ASSIGNMENT:
Write out all the entries word for word, but skip any images.

DATA FOR THE TASK:
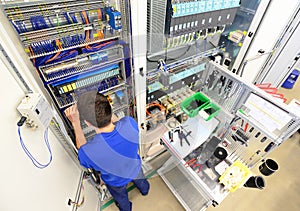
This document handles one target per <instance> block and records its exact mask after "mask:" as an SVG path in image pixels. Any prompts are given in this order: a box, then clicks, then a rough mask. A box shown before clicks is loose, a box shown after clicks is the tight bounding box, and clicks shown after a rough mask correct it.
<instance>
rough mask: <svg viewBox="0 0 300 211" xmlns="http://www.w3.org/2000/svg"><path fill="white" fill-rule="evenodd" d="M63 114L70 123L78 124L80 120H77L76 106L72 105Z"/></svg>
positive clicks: (65, 110) (77, 113)
mask: <svg viewBox="0 0 300 211" xmlns="http://www.w3.org/2000/svg"><path fill="white" fill-rule="evenodd" d="M65 114H66V116H67V117H68V119H69V120H70V121H71V122H72V123H75V122H80V120H79V111H78V109H77V105H76V104H74V105H72V106H70V107H69V108H67V109H66V110H65Z"/></svg>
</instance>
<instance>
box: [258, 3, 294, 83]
mask: <svg viewBox="0 0 300 211" xmlns="http://www.w3.org/2000/svg"><path fill="white" fill-rule="evenodd" d="M299 25H300V3H299V4H298V7H297V8H296V9H295V12H294V14H293V15H292V18H291V20H290V21H289V23H288V24H287V25H286V27H285V28H284V29H283V31H282V33H281V35H280V37H279V39H278V41H277V42H276V44H275V45H274V47H273V51H274V53H273V54H272V55H270V56H269V57H268V58H267V59H266V61H265V63H264V64H263V66H262V67H261V69H260V71H259V73H258V74H257V76H256V78H255V79H254V82H255V83H258V84H259V83H271V84H272V86H274V87H279V86H281V85H282V84H283V82H284V81H285V80H286V79H287V77H288V76H289V74H290V73H291V72H292V71H293V69H294V68H295V65H296V63H297V61H298V59H299V57H300V51H299V49H300V43H299V37H300V27H299Z"/></svg>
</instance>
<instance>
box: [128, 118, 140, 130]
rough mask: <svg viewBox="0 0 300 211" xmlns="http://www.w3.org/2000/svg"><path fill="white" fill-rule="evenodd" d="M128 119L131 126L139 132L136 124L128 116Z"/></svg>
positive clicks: (136, 123) (130, 118)
mask: <svg viewBox="0 0 300 211" xmlns="http://www.w3.org/2000/svg"><path fill="white" fill-rule="evenodd" d="M128 119H129V121H130V123H131V125H132V126H133V128H134V129H136V130H137V131H139V127H138V124H137V122H136V121H135V120H134V119H133V118H132V117H130V116H129V117H128Z"/></svg>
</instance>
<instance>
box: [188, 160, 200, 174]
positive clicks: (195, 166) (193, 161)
mask: <svg viewBox="0 0 300 211" xmlns="http://www.w3.org/2000/svg"><path fill="white" fill-rule="evenodd" d="M184 166H185V167H186V168H187V167H191V168H192V169H193V170H194V171H196V172H197V173H199V172H200V171H201V169H202V164H200V163H197V159H196V158H192V159H190V160H188V161H187V162H186V163H185V164H184Z"/></svg>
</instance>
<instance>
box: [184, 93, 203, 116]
mask: <svg viewBox="0 0 300 211" xmlns="http://www.w3.org/2000/svg"><path fill="white" fill-rule="evenodd" d="M208 104H209V99H208V98H207V97H206V96H204V95H203V94H201V93H200V92H197V93H195V94H193V95H192V96H190V97H188V98H187V99H185V100H184V101H182V103H181V104H180V108H181V110H182V111H183V112H184V113H186V114H187V115H188V116H189V117H195V116H196V115H197V114H198V112H199V111H200V110H201V109H202V108H203V107H205V106H206V105H208Z"/></svg>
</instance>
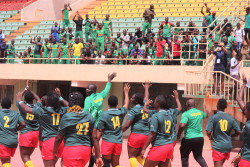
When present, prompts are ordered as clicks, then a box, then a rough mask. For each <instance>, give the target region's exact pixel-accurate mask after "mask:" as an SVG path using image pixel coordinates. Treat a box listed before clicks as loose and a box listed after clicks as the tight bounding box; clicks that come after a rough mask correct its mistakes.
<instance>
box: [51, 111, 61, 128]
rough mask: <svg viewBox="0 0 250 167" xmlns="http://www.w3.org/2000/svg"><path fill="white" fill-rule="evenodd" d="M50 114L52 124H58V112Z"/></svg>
mask: <svg viewBox="0 0 250 167" xmlns="http://www.w3.org/2000/svg"><path fill="white" fill-rule="evenodd" d="M51 116H52V117H53V125H59V122H60V114H56V113H53V114H51Z"/></svg>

TASK ANSWER:
This document handles one target per <instance> block and records its exact mask after "mask:" as an SVG path in image pixels. Any prompts are given in this order: a box, then clicks, then a rough mask. A box shown before clicks is loose, a box shown after clicks is the tight bounding box, and clicks shown after a rough mask correct it.
<instance>
rough mask: <svg viewBox="0 0 300 211" xmlns="http://www.w3.org/2000/svg"><path fill="white" fill-rule="evenodd" d="M63 114L70 123L78 124L80 120H77L76 106L72 105Z"/></svg>
positive clicks: (65, 110) (77, 113)
mask: <svg viewBox="0 0 300 211" xmlns="http://www.w3.org/2000/svg"><path fill="white" fill-rule="evenodd" d="M65 114H66V116H67V117H68V119H69V120H70V121H71V122H72V123H75V122H80V120H79V111H78V109H77V105H76V104H74V105H72V106H70V107H69V108H67V109H66V110H65Z"/></svg>
</instance>
<instance>
box: [258, 3, 294, 83]
mask: <svg viewBox="0 0 300 211" xmlns="http://www.w3.org/2000/svg"><path fill="white" fill-rule="evenodd" d="M299 25H300V3H299V4H298V7H297V8H296V9H295V12H294V14H293V15H292V18H291V20H290V21H289V23H288V24H287V25H286V27H285V28H284V29H283V31H282V33H281V35H280V37H279V39H278V41H277V42H276V44H275V45H274V47H273V51H274V53H273V54H272V55H270V56H269V57H268V58H267V59H266V61H265V63H264V64H263V66H262V67H261V69H260V71H259V73H258V74H257V76H256V78H255V79H254V82H255V83H258V84H259V83H271V84H272V86H274V87H279V86H281V85H282V84H283V82H284V81H285V80H286V79H287V77H288V76H289V74H290V73H291V72H292V71H293V69H294V68H295V65H296V63H297V61H298V59H299V57H300V51H299V49H300V43H299V37H300V27H299Z"/></svg>
</instance>
<instance>
box: [128, 118, 140, 130]
rough mask: <svg viewBox="0 0 300 211" xmlns="http://www.w3.org/2000/svg"><path fill="white" fill-rule="evenodd" d="M128 119L131 126L139 132L136 124L128 116Z"/></svg>
positive clicks: (136, 123) (130, 118)
mask: <svg viewBox="0 0 300 211" xmlns="http://www.w3.org/2000/svg"><path fill="white" fill-rule="evenodd" d="M128 119H129V121H130V123H131V125H132V126H133V128H134V129H136V130H137V131H139V127H138V124H137V122H136V121H135V120H134V119H133V118H132V117H130V116H129V117H128Z"/></svg>
</instance>
<instance>
box: [188, 160, 200, 174]
positive clicks: (195, 166) (193, 161)
mask: <svg viewBox="0 0 300 211" xmlns="http://www.w3.org/2000/svg"><path fill="white" fill-rule="evenodd" d="M184 166H185V167H186V168H187V167H191V168H192V169H193V170H194V171H196V172H197V173H199V172H200V171H201V169H202V164H200V163H197V159H196V158H192V159H190V160H188V161H187V162H186V163H185V164H184Z"/></svg>
</instance>
<instance>
box: [184, 93, 203, 116]
mask: <svg viewBox="0 0 300 211" xmlns="http://www.w3.org/2000/svg"><path fill="white" fill-rule="evenodd" d="M208 104H209V99H208V98H207V97H206V96H204V95H203V94H201V93H200V92H197V93H195V94H193V95H192V96H190V97H188V98H187V99H185V100H184V101H182V103H181V104H180V108H181V110H182V111H183V112H184V113H186V114H187V115H188V116H189V117H195V116H196V115H197V114H198V112H199V111H200V110H201V109H202V108H203V107H205V106H206V105H208Z"/></svg>
</instance>
When present, prompts are ordered as clicks, then a box, then a rough mask. For each <instance>, give the target region's exact pixel-accurate mask after "mask:" as an SVG path using image pixel coordinates. Treat a box listed before clicks as loose and a box listed after clicks as the tight bounding box; clicks that come after a rough mask correct its mistakes.
<instance>
box: [51, 111, 61, 128]
rough mask: <svg viewBox="0 0 250 167" xmlns="http://www.w3.org/2000/svg"><path fill="white" fill-rule="evenodd" d="M50 114L52 124H58V112Z"/></svg>
mask: <svg viewBox="0 0 250 167" xmlns="http://www.w3.org/2000/svg"><path fill="white" fill-rule="evenodd" d="M51 116H52V117H53V125H59V122H60V114H56V113H53V114H51Z"/></svg>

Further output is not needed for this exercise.